• **Data in this exercise**
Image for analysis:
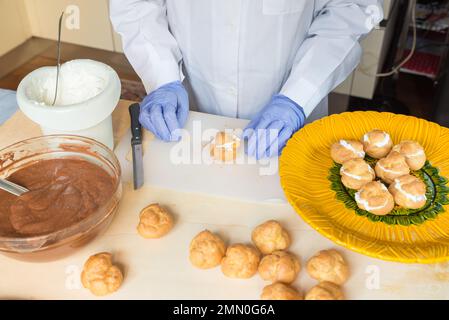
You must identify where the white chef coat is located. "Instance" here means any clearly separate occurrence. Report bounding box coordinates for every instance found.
[110,0,383,120]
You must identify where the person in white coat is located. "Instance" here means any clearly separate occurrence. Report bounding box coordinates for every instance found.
[110,0,383,159]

• **What to do**
Each line of the data above must be repeated exactly, images excluded.

• **Answer section**
Image for analysis:
You must identify where the white chef coat is located. "Instance" here means any clearly separate occurrence. Report bounding box coordinates for every instance found.
[110,0,383,120]
You must identify where the person in white coat is located. "Instance" here means any clearly separate occurrence. Report bounding box coordinates for every instance found.
[110,0,383,159]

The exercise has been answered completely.